__INSTRUCTIONS TO FOLLOW__.
Copy out all of the data exactly as it appears.

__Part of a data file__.
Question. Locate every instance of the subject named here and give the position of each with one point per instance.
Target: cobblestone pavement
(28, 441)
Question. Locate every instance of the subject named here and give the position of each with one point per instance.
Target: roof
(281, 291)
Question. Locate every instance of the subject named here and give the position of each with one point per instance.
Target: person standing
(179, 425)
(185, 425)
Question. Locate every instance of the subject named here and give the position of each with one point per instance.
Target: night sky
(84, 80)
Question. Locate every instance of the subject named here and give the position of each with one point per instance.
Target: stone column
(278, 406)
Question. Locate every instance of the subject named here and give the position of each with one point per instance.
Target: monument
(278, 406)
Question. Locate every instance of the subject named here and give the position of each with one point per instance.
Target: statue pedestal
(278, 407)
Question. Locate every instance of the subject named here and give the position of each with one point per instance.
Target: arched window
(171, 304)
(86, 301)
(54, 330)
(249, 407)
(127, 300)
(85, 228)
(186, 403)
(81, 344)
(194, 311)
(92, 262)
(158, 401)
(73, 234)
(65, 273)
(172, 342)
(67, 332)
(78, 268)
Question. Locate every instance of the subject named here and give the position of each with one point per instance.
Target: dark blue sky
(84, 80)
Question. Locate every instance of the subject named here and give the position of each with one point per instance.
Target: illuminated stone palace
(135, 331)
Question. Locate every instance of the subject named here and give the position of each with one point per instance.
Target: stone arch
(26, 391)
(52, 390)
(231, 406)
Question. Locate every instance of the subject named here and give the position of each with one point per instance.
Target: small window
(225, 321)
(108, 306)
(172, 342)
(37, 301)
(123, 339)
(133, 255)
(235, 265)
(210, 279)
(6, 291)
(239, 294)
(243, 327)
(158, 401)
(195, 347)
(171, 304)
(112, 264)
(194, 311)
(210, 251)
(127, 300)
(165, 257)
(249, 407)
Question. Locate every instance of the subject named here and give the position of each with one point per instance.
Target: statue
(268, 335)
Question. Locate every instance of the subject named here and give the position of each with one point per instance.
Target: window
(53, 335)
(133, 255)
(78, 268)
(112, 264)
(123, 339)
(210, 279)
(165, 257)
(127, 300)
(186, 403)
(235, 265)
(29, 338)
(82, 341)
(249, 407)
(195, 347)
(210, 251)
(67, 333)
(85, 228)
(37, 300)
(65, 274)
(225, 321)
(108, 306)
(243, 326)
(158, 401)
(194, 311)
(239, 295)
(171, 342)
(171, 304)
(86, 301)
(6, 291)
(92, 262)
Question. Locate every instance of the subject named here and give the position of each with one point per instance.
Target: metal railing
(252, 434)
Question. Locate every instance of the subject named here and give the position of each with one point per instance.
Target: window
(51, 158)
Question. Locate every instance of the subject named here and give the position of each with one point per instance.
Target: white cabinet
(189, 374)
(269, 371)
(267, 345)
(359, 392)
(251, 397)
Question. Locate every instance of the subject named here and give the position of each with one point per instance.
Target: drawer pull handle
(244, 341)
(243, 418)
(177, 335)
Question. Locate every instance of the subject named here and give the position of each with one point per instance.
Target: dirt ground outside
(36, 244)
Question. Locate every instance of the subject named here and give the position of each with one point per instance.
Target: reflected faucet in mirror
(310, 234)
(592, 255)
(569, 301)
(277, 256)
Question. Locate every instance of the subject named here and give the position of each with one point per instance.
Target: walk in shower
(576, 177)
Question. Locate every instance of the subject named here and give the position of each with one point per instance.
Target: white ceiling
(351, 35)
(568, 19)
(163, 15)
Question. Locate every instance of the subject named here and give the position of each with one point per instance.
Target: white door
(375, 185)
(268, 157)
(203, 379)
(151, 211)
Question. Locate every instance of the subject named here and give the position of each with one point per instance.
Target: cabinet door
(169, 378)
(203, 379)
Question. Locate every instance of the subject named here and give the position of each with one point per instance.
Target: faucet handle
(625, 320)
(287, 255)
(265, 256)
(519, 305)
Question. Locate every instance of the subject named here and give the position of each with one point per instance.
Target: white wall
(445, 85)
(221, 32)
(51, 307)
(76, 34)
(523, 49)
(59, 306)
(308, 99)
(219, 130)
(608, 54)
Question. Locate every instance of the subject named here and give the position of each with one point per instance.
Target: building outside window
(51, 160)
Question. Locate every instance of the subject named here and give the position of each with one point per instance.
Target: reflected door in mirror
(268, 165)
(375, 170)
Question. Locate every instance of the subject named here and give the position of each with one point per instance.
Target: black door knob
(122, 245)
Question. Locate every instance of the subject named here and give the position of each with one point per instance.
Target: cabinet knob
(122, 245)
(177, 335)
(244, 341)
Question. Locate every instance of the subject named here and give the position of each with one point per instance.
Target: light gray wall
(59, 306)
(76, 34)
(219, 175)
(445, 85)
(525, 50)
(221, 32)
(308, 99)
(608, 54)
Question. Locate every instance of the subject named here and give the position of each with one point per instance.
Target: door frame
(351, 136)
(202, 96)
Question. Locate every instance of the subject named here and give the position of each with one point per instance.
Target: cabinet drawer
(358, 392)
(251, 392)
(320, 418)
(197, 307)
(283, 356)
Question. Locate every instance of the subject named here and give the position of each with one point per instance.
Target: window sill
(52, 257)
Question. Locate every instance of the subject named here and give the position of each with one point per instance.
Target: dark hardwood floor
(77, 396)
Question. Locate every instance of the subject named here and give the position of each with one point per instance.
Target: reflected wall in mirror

__SOLUTION__.
Question. Locate every instance of the subject named here and give the position of each with one point per instance.
Target: cobblestone pavement
(28, 441)
Question. Locate every instance of the subject named here and give the position of each with one point per instance.
Target: roof
(281, 291)
Question. Locate every instance of the subject named here and give the position of each with one point per instance.
Target: person standing
(179, 425)
(185, 425)
Question. Locate every instance of the subject named here and give the position of each with one point per instance.
Target: night sky
(84, 80)
Question. Locate every instance of the subject named here and give the position of each with one point per instance.
Target: stone column
(278, 406)
Question. Locate every instance of the subject named here and give the position of each with one point per instance.
Target: monument
(278, 406)
Question. Locate every instance of the subject named here and give the position of each with one point per instance.
Target: statue pedestal
(278, 407)
Question. Locate every instance of the subject named here and give the position of each with one point per instance.
Target: arched window
(171, 304)
(86, 301)
(54, 330)
(249, 407)
(127, 300)
(85, 228)
(186, 403)
(81, 344)
(194, 311)
(92, 262)
(158, 401)
(73, 234)
(65, 273)
(172, 342)
(67, 332)
(78, 268)
Question. Locate every instance of the subject named here and give the position of each with one point per instance.
Target: dark blue sky
(84, 80)
Question. Locate every instance of the subject named here and give the position of each with one point per instance.
Target: illuminated stone palace
(135, 331)
Question. Locate every instance of the subject named here and give the position of each with one point per instance.
Target: stone arch
(26, 391)
(52, 390)
(231, 406)
Question. Locate every instance of the subject named here and give the position of each with one point per instance.
Target: small window
(225, 321)
(108, 306)
(172, 342)
(37, 301)
(123, 339)
(133, 255)
(235, 265)
(210, 279)
(6, 291)
(239, 294)
(243, 327)
(158, 401)
(195, 347)
(171, 304)
(112, 264)
(194, 311)
(210, 251)
(127, 300)
(165, 257)
(249, 407)
Question. Locate every instance of the subject named here and give the position of each with one point per instance.
Target: statue
(268, 335)
Question. Locate every instance of the subject named here and give the position of each with one point per instance.
Target: window
(53, 335)
(133, 255)
(78, 268)
(112, 264)
(123, 339)
(210, 279)
(165, 257)
(127, 300)
(186, 403)
(235, 265)
(29, 338)
(82, 341)
(249, 407)
(195, 347)
(210, 251)
(67, 333)
(85, 228)
(37, 300)
(65, 274)
(225, 321)
(108, 306)
(243, 326)
(158, 401)
(194, 311)
(239, 295)
(171, 342)
(171, 304)
(86, 301)
(6, 291)
(92, 262)
Question. Locate every instance of the subject named here and give the position of each with one point per instance.
Target: metal railing
(252, 434)
Question. Locate every instance of the subject named here and give the position of each with one point per instance.
Target: window
(51, 158)
Question. Locate every instance of the subject named here and give the position of each with one point per instance.
Target: white cabinet
(189, 374)
(269, 371)
(267, 345)
(359, 392)
(251, 397)
Question. Locate every instance of the subject named here and give the position of each with one point per instance.
Target: drawer pull handle
(244, 341)
(243, 418)
(177, 335)
Question. Locate every instance of the subject named here and give the position of each with one point per instance.
Target: dirt ground outside
(36, 244)
Question. Locate every instance of the subject named here and give the position of each with one point per instance.
Target: reflected faucet in mirror
(310, 234)
(592, 255)
(569, 301)
(277, 256)
Question. Locate every instance of the subject named here and give the position of each with one point per instance.
Target: walk in shower
(576, 177)
Question. Locate every instance of the subject named here and give the position of each with one point per instance.
Target: white ceiling
(351, 35)
(568, 19)
(163, 15)
Question. Locate every instance of the subject named here and give the position of each with one point per instance.
Target: white door
(375, 185)
(268, 157)
(203, 379)
(151, 211)
Question. Locate every instance of the subject named here and give the position of each with one point per instance.
Target: cabinet door
(169, 378)
(203, 379)
Question. Locate every instance of the subject named here and give the position of each with one point per instance.
Target: faucet handle
(625, 320)
(287, 255)
(265, 256)
(519, 305)
Question. Locate every instance of the subject named here and give the position of each with one point per instance.
Target: white wall
(445, 85)
(221, 32)
(51, 307)
(76, 34)
(523, 49)
(59, 306)
(308, 99)
(219, 130)
(608, 54)
Question. Locate every instance of the subject named here and give the position of each with one point per instance.
Target: building outside window
(51, 160)
Question. Locate every instance of the subject named here and give the position of each with one point per instance.
Target: reflected door in mirror
(268, 165)
(375, 170)
Question. Locate every instance of the subject named here and give the position of each with one point per instance.
Target: black door knob
(122, 245)
Question. Locate every instance of the subject named here and give the position of each with one point per instance.
Target: cabinet knob
(122, 245)
(177, 335)
(244, 341)
Question. Locate every instance of the subject named here and give the position of each with one point per instance.
Target: light gray wall
(59, 306)
(76, 34)
(219, 175)
(445, 85)
(525, 50)
(221, 32)
(308, 99)
(608, 54)
Question. Locate every instance of the subject named here and give the position of each with one point per instance.
Target: door frame
(351, 136)
(202, 96)
Question. Locate every instance of the subject named here and give the position of each with one point per instance.
Target: cabinet drawer
(358, 392)
(251, 392)
(320, 418)
(197, 307)
(283, 356)
Question. Locate every instance of the subject named here and give the position of each with one point per instance.
Target: window sill
(52, 257)
Question. Locate every instance of the subject named here and give the position of each with one point per instance.
Target: dark hardwood floor
(77, 396)
Question. Locate every instance of the subject named here and give the position of each with one point per instance.
Target: reflected wall in mirror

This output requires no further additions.